◆ **TASK PROMPT**
As output, give the exact lines from the one containing "Target: peacock crest" through the end of the listing below, both included, without the pictures.

*** RECORDED INFORMATION ***

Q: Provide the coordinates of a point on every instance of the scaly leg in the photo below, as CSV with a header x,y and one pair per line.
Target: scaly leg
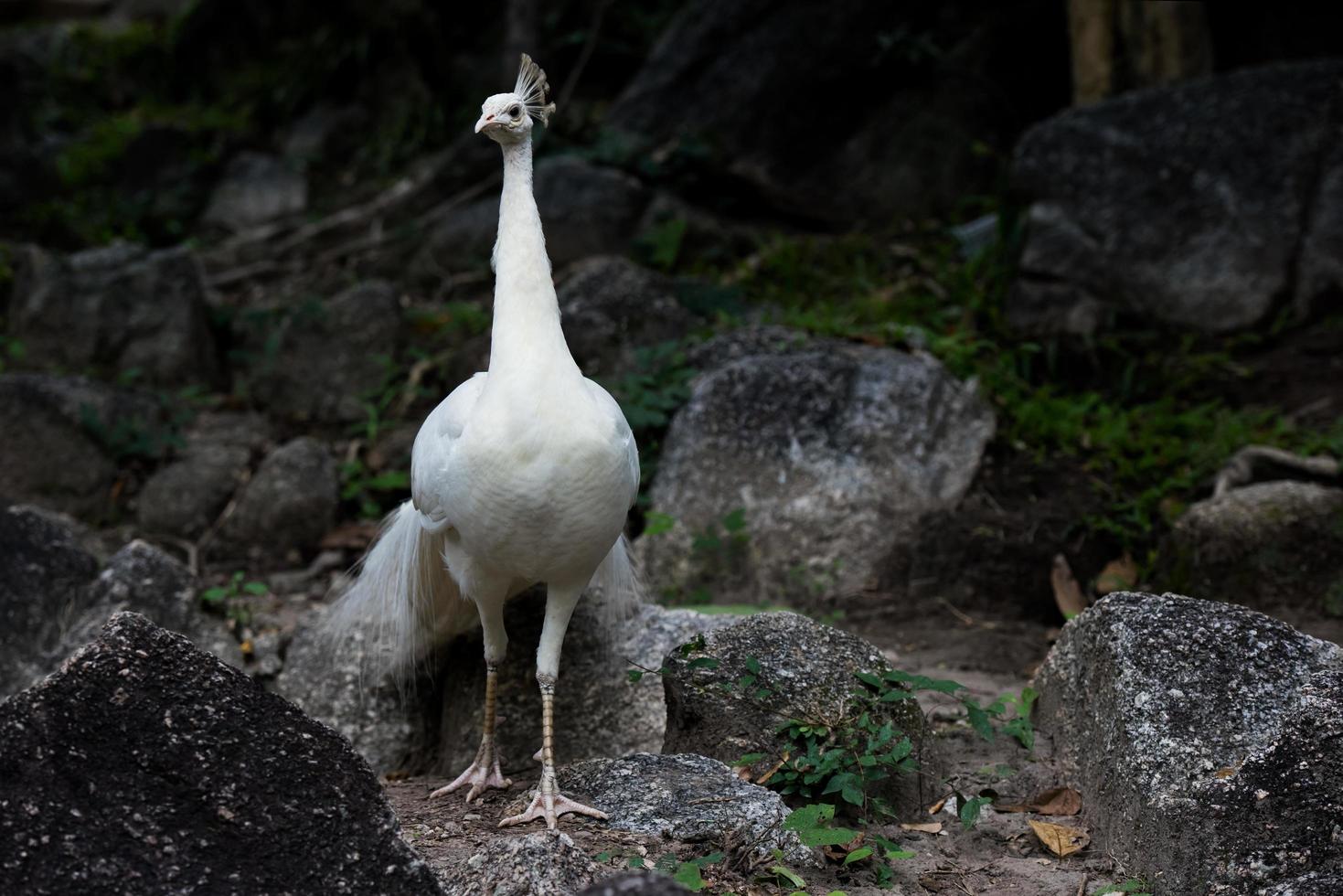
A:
x,y
484,772
549,802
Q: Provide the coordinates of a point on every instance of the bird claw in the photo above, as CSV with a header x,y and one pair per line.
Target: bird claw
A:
x,y
483,774
549,804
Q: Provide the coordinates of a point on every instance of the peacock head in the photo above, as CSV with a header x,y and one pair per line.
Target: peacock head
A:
x,y
506,117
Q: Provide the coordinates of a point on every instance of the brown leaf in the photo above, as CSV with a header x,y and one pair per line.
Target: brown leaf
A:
x,y
927,827
1068,594
1060,840
1117,575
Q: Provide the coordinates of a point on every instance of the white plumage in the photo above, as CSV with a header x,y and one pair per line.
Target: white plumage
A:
x,y
523,475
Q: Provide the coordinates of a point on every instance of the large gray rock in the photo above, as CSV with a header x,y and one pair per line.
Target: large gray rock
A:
x,y
1206,741
117,309
257,188
45,579
685,797
538,864
1199,205
830,450
586,209
1268,546
324,361
54,600
148,766
801,669
612,308
62,438
288,506
836,112
186,496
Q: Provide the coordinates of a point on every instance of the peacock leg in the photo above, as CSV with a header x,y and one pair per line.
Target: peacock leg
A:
x,y
549,804
484,772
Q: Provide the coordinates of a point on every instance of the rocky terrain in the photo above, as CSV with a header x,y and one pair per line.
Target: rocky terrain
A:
x,y
991,518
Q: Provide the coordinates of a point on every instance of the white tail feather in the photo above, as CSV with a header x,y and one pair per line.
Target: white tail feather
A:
x,y
615,586
404,601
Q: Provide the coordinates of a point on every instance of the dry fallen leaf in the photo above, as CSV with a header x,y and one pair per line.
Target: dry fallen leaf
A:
x,y
1060,840
1057,801
1068,594
1117,575
927,827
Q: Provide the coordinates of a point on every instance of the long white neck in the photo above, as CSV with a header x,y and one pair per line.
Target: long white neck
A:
x,y
527,314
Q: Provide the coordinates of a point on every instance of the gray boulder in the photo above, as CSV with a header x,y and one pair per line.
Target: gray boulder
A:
x,y
186,496
323,361
635,883
687,798
801,472
1272,546
146,764
1206,741
1197,205
257,188
116,309
62,438
799,669
288,506
45,579
586,209
538,864
612,308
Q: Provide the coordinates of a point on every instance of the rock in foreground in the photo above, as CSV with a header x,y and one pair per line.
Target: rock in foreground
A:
x,y
148,766
1206,741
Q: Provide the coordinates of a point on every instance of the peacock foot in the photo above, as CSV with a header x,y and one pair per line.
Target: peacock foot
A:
x,y
551,804
483,774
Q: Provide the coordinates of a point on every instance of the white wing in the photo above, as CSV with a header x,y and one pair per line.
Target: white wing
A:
x,y
622,432
435,443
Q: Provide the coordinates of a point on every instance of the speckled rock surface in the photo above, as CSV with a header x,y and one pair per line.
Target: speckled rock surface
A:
x,y
289,503
642,883
148,766
1271,544
612,306
807,669
598,709
1199,205
832,452
685,797
540,864
55,452
1206,741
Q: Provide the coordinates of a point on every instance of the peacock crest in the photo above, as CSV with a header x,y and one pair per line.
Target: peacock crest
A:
x,y
533,91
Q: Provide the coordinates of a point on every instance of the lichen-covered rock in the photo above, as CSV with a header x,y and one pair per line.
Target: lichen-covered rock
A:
x,y
1206,741
60,435
635,883
685,797
120,308
45,579
257,188
612,308
323,360
538,864
801,669
145,764
1197,205
1268,546
289,504
801,472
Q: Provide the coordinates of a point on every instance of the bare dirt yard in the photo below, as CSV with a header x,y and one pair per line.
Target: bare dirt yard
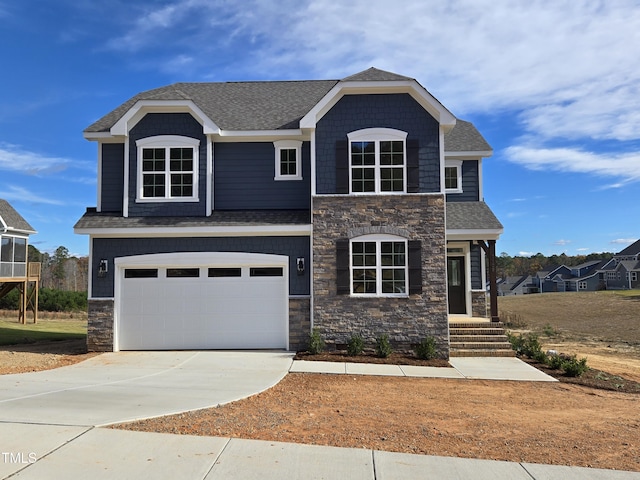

*** End of RECORDED INFORMATION ***

◆ **SOLVED EXERCISE**
Target: peacock crest
A:
x,y
533,91
Q: Provide the coordinates of a point on every instance of the lichen-covered rock in the photo above, as CSV with a header x,y and one pair per line.
Target: lichen-covered rock
A:
x,y
1206,741
60,435
635,883
685,797
120,308
45,579
257,188
612,308
323,360
538,864
801,669
145,764
1197,205
1268,546
289,504
801,472
Q: Provide the coordinates of a point on every instance of the bare dirt yard in the photo below, as CSV with a header x,y and one pair per line.
Target: bare dirt yard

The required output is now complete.